**Exercise details:** Reproduce each of the items below word for word, without changing anything.

**Source records:**

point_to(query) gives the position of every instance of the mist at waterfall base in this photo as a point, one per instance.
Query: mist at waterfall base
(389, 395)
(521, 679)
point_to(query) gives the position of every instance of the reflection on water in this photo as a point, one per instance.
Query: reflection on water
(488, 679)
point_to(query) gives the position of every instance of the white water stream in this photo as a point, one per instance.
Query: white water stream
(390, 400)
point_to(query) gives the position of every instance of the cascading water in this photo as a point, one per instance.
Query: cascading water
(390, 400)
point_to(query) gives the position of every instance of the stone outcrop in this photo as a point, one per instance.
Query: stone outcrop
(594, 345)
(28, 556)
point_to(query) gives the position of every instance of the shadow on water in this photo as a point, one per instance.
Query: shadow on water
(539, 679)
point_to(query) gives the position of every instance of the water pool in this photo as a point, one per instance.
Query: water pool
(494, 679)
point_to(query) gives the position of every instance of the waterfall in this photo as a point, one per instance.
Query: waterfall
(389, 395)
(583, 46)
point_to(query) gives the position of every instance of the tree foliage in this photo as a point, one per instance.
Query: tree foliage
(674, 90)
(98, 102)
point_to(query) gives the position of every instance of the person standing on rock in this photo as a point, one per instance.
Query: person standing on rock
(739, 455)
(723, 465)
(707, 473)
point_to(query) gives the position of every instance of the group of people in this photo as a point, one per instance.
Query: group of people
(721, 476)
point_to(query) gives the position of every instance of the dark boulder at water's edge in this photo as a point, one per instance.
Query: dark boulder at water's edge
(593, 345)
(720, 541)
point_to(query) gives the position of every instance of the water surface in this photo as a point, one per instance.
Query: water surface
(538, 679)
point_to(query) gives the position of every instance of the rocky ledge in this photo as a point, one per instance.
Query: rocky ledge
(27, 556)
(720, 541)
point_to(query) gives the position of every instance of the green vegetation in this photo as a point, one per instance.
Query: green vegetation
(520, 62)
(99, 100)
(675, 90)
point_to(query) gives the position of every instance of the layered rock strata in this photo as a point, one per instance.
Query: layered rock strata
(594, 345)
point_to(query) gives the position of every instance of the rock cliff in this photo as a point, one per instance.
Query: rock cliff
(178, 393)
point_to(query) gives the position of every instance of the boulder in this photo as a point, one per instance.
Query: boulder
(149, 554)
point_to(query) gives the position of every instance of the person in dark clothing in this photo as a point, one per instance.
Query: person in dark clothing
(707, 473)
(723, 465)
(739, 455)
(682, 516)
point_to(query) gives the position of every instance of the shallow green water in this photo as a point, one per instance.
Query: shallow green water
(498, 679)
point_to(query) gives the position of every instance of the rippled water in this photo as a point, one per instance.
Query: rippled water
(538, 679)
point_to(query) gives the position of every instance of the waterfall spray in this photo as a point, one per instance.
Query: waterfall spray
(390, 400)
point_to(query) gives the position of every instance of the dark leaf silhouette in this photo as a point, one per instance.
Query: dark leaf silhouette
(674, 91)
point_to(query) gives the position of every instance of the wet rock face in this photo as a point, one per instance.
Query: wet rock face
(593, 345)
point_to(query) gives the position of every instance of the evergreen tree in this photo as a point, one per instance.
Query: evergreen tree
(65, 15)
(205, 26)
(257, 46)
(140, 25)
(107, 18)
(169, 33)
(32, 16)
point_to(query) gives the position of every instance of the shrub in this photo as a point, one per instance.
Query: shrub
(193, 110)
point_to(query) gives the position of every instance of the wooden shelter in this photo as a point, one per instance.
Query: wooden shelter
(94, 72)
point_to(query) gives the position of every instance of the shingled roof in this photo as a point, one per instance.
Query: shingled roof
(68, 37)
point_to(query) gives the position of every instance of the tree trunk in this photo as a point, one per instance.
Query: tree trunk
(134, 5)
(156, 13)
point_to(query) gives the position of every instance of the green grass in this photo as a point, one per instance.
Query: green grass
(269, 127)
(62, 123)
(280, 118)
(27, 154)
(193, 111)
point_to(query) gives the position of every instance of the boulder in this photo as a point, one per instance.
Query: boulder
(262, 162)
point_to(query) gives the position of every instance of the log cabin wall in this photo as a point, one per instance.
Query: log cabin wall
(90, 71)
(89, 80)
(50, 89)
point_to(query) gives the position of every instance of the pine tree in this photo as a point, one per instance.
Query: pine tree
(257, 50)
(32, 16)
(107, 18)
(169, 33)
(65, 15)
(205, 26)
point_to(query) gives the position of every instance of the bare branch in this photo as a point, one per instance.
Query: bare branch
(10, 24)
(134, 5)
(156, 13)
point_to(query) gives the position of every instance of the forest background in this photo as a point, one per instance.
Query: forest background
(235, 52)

**Response to the task:**
point_to(query) gives the position of every instance of the mist at waterfall base in this photo as a point, one per instance.
Query: mist at waterfall base
(389, 395)
(521, 679)
point_to(query) gives the position of every instance of the reflection on water in this photo as a point, one per instance.
Query: reflection on water
(488, 679)
point_to(query) gives the position of every instance of the white water stream in this photo as a point, one per instance.
Query: white water stream
(390, 400)
point_to(query) gives the position of every instance of the cascading water in this photo as a point, one per instance.
Query: cascading water
(390, 400)
point_to(query) gives the position of every instance of the stone outcrop in this photo as a point, one per instance.
Query: stone outcrop
(594, 345)
(28, 556)
point_to(query) gives the position of every instance of the shadow on water in this photo as a point, one per instance.
Query: shadow on water
(539, 679)
point_to(query) gives the position of every instance of the water pool in this photo as a point, one per instance.
Query: water pool
(494, 679)
point_to(query) gives the position of every instance of the waterfall in this photo as a point, one per instance.
Query: waterfall
(389, 395)
(583, 46)
point_to(query) gives the position of every instance of the tree foliage in this photo as a point, one per instance.
Query: tree foliage
(674, 90)
(98, 102)
point_to(query) gives the position of every instance of the person standing on rock in this photo as a point, one per instance.
Query: person standing on rock
(739, 455)
(723, 465)
(707, 473)
point_to(query) gives the position of every instance of the group of people in this photo as a point, one per instance.
Query: group of people
(721, 476)
point_to(query) gives the position of every instance of the dark boulder at water's edge in this photo as a point, one per instance.
Query: dark boulder at water's edge
(593, 345)
(720, 541)
point_to(query) gives the position of every instance of the water surface in this photo as a point, one per instance.
Query: water surface
(538, 679)
point_to(query) gives the position of every instance of the rocky ledge in this photo as a point, one per instance.
Query: rocky ledge
(27, 556)
(720, 541)
point_to(query) gives the position of every instance of the green vegetation in this photo as a point, one per instance.
Query: green vegetation
(520, 62)
(99, 100)
(675, 90)
point_to(query) gives the position of every instance of the layered rock strata in this photo as a point, one per instance.
Query: layered rock strata
(594, 345)
point_to(query) gives the position of every instance of the rock cliff in this photo as a point, one per instance.
Query: rock cliff
(178, 393)
point_to(query) gives the position of every instance of the boulder in this photo as a point, one per instance.
Query: boulder
(149, 554)
point_to(query) gives the position of every instance of the person in dark clothing in this photo as a point, one per instance.
Query: person in dark clothing
(707, 473)
(723, 465)
(739, 455)
(682, 516)
point_to(query) gives the position of every instance of the shallow green water in this photo as a point, one per instance.
Query: shallow green water
(498, 679)
point_to(query) gives the position of every instance of the rippled water in this photo as a point, one per instance.
Query: rippled water
(538, 679)
point_to(query) gives the position of every instance of the waterfall spray in this photo as a point, one per instance.
Query: waterfall spray
(390, 400)
point_to(query) gives the position of every instance of the dark leaf silhouette in this photo as a point, one per instance.
Query: dark leaf silhouette
(674, 91)
point_to(query) gives the position of every instance of the wet rock face in this photo as a point, one per instance.
Query: wet rock face
(593, 345)
point_to(query) gives the position of every instance of the evergreen tree in this photo as a point, one per instance.
Query: evergreen tree
(65, 15)
(205, 26)
(257, 46)
(140, 25)
(107, 18)
(169, 33)
(32, 16)
point_to(query) gives the position of every instance of the shrub in this photo as a point, one per instance.
Query: shrub
(193, 110)
point_to(query) gives the position of every instance of the wooden shelter in this photo as a point, one per instance.
Query: wooden shelter
(94, 72)
point_to(query) gives the position of every instance of the shingled roof in this photo as a point, one per instance.
Query: shingled roof
(68, 37)
point_to(query) gives the position of every instance of the tree trunk in this photo as a point, one per instance.
Query: tree trunk
(134, 5)
(156, 13)
point_to(query) gives the position of every instance of the green grass in this photo as a point, one per instance.
Query: green grass
(269, 127)
(62, 123)
(280, 118)
(27, 154)
(193, 111)
point_to(query) gives the position of every instance of the boulder in this photo as a point, one per instance.
Query: boulder
(262, 162)
point_to(query) gives the position of every instance of the log cabin wall in this photo as a point, one per instance.
Query: log cabin wall
(90, 71)
(89, 80)
(50, 89)
point_to(query) gives the position of every instance of the pine tree in this photo as a point, one per instance.
Query: pine tree
(257, 50)
(32, 16)
(107, 18)
(169, 33)
(65, 15)
(205, 26)
point_to(query) gives the position of every instance of the bare branch in this photo as a point, one per instance.
Query: bare branch
(10, 24)
(134, 5)
(156, 13)
point_to(query) gives the position of every instance of the forest background in this photo as a point, one per instance.
Query: forest background
(235, 52)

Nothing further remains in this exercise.